Work order:
Down to the last line, reproduce the records exactly.

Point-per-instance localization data
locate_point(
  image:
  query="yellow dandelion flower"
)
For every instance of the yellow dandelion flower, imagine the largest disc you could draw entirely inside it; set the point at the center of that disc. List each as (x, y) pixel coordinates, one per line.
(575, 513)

Exercise result:
locate_point(
  image:
  query="yellow dandelion flower"
)
For every instance of the yellow dandelion flower, imagine the largest disc you could draw entirely inside it; set the point at the center of that disc. List each as (x, y) pixel coordinates, one per line.
(575, 513)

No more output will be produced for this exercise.